DATASET RECORDS:
((

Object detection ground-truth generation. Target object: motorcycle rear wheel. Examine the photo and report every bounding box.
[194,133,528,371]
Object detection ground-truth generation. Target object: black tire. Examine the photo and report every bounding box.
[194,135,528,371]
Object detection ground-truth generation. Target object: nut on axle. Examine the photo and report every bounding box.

))

DIRECTIONS FOR THIS TASK: Output every record above exactly as it was given.

WRITTEN RESPONSE:
Object detection ground-truth generation. Target object: motorcycle rear wheel. Examine the photo and report every bounding box.
[194,133,528,371]
Object detection ground-truth generation. Target object: black tire. Examine the photo and report every bounding box.
[194,135,528,371]
Object detection ground-truth generation. Target object: nut on axle. Examine the photo and report every bounding box.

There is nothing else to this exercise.